▶ **Task requirements**
Reproduce each record in the listing below exactly as written.
· · · · · · ·
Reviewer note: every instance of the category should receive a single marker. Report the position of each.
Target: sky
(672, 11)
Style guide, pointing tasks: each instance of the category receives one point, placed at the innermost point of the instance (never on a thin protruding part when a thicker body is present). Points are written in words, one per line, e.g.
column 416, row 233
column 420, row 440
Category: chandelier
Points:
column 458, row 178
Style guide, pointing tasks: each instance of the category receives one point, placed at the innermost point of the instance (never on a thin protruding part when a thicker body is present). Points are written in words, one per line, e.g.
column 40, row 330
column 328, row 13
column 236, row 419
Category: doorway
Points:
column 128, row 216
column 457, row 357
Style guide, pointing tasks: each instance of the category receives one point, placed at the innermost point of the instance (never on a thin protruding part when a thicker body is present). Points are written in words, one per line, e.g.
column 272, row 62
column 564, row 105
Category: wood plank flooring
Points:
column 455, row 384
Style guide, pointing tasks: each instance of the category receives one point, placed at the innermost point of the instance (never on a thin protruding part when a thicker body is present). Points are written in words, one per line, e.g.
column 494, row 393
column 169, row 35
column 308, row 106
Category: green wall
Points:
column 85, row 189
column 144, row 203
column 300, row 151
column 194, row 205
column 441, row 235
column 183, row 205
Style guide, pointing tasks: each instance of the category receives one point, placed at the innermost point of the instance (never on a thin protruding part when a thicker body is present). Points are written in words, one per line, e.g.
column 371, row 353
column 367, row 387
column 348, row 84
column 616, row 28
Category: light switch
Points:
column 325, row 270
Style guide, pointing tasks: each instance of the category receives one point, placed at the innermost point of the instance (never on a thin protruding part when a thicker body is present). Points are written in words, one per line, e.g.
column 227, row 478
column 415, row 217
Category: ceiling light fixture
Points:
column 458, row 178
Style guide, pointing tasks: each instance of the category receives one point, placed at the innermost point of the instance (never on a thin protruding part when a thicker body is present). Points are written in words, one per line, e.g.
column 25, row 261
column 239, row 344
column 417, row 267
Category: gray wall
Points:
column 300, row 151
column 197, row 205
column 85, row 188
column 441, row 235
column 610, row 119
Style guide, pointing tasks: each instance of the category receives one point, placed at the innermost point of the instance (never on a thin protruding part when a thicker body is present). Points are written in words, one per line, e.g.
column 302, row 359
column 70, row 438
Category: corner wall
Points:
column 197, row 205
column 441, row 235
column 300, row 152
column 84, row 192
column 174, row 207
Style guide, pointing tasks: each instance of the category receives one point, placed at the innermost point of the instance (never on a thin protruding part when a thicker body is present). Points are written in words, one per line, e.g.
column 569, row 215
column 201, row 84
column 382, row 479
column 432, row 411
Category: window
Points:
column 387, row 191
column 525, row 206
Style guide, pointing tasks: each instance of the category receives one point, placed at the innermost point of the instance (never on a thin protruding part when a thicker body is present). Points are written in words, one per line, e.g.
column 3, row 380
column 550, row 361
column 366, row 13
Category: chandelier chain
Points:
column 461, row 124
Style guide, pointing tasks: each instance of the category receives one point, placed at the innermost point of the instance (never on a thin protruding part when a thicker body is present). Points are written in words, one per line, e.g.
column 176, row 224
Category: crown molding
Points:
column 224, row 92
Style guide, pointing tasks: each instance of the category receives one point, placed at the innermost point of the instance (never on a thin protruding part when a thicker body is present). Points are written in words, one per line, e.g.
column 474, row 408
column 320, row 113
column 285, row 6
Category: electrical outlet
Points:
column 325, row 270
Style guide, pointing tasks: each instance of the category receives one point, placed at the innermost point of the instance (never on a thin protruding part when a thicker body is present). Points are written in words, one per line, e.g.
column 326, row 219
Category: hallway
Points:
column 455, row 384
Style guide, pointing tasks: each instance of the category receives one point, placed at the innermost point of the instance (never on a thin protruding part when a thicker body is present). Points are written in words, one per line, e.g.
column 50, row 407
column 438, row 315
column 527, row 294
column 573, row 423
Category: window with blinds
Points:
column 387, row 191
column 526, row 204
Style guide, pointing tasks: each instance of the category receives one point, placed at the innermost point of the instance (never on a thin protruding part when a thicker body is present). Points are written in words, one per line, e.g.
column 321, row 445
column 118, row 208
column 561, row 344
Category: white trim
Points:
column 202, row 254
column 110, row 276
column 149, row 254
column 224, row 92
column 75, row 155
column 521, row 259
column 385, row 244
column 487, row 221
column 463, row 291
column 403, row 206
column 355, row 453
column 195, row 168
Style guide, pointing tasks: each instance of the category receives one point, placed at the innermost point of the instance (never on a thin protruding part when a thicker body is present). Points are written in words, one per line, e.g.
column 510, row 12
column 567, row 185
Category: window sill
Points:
· · · · · · ·
▶ **Answer to the problem**
Reviewer note: every instance of the category should receive a single marker. Report the position of each.
Target: sky
(672, 11)
Style guide, pointing tasks: each instance of the category receives one point, placed at the innermost point of the instance (never on a thin protruding part when a thicker body is present). Points are written in words, one per line, e.g.
column 416, row 233
column 420, row 440
Category: chandelier
Points:
column 458, row 178
Style guide, pointing tasks: each instance of the category receives one point, placed at the innermost point of the instance (never on a thin protruding part when a thicker body is present). Points are written in words, one per line, e.g.
column 40, row 330
column 328, row 13
column 236, row 419
Category: doorway
Points:
column 128, row 216
column 457, row 357
Style guide, pointing tasks: each instance of the category receives one point, placed at the innermost point of the instance (never on a thin protruding part when a thicker body is present). Points are written in words, one per line, e.g.
column 272, row 62
column 564, row 105
Category: wood plank flooring
Points:
column 455, row 384
Style guide, pointing tasks: each instance of the category receives one point, placed at the innermost point of the instance (never on a thin protruding part when a thicker body is present). Points are written in words, one per line, e.g.
column 494, row 393
column 169, row 35
column 308, row 106
Category: green wall
Points:
column 85, row 189
column 144, row 203
column 300, row 151
column 194, row 205
column 441, row 235
column 183, row 205
Style guide, pointing tasks: each instance of the category receives one point, placed at the innermost point of the instance (never on a thin protruding part when a thicker body is present). Points are written in words, one per line, e.g.
column 371, row 353
column 367, row 387
column 348, row 84
column 616, row 28
Category: light switch
Points:
column 325, row 270
Style guide, pointing tasks: each instance of the category receives one point, placed at the innermost point of the instance (never on a thin protruding part when a thicker body is present). Points are written in words, one per line, e.g.
column 227, row 478
column 415, row 217
Category: ceiling light fixture
Points:
column 458, row 178
Style guide, pointing tasks: each instance of the category receives one point, placed at the innermost point of the instance (never on a thin protruding part when a thicker body is present). Points are written in words, one per line, e.g.
column 25, row 261
column 239, row 344
column 417, row 267
Category: gray wall
Points:
column 300, row 151
column 197, row 205
column 85, row 188
column 441, row 235
column 610, row 119
Style guide, pointing tasks: each instance of the category receives one point, placed at the innermost point of the instance (never on a thin protruding part when a thicker body is present). Points are written in words, one per line, e.g.
column 302, row 359
column 70, row 438
Category: corner wall
Points:
column 197, row 205
column 441, row 235
column 300, row 152
column 84, row 192
column 174, row 207
Style guide, pointing tasks: each instance of the category receives one point, placed at the innermost point of the instance (never on a thin protruding part when a thicker body is present). Points are written in words, one per line, e.g.
column 569, row 215
column 201, row 84
column 382, row 479
column 432, row 411
Category: window
Points:
column 387, row 191
column 525, row 206
Style guide, pointing tasks: each instance of the category receives one point, placed at the innermost point of the instance (never on a thin protruding part when a thicker body is present). Points are written in words, one per line, e.g.
column 3, row 380
column 550, row 361
column 366, row 13
Category: chandelier chain
Points:
column 461, row 124
Style guide, pointing tasks: each instance of the category receives one point, placed at the innermost point of the instance (never on a thin protruding part when a thicker body is present). Points are written in words, one per line, e.g.
column 176, row 224
Category: crown molding
Points:
column 224, row 92
Style guide, pointing tasks: each instance of the category receives one point, placed at the innermost point of the instance (never on a thin protruding part when a thicker body is present). Points are written in words, one per line, e.g.
column 474, row 408
column 320, row 113
column 285, row 6
Category: electrical outlet
Points:
column 325, row 270
Style guide, pointing tasks: each instance of the category receives one point, placed at the innermost point of the instance (never on a thin protruding part when a thicker body is present). Points are written in words, one per line, e.g.
column 326, row 219
Category: hallway
Points:
column 455, row 384
Style guide, pointing tasks: each instance of the category receives one point, placed at the innermost point of the instance (never on a thin protruding part when a thicker body is present). Points are written in words, one per line, e.g.
column 50, row 407
column 438, row 315
column 527, row 294
column 573, row 423
Category: window with blinds
Points:
column 387, row 191
column 526, row 204
Style guide, pointing tasks: each instance of the category receives one point, placed at the innermost point of the instance (never on a thin protruding part when a thicker body is present). Points are written in words, one per line, e.g.
column 321, row 445
column 118, row 208
column 561, row 344
Category: white trim
Points:
column 202, row 254
column 110, row 276
column 149, row 254
column 224, row 92
column 75, row 155
column 521, row 259
column 385, row 244
column 487, row 221
column 463, row 291
column 403, row 206
column 355, row 453
column 195, row 168
Style guide, pointing tasks: each instance of the category receives one point, placed at the innermost point of the instance (never on a thin protruding part when a thicker body is present). Points are written in words, one per line, e.g.
column 510, row 12
column 567, row 185
Category: window sill
Points:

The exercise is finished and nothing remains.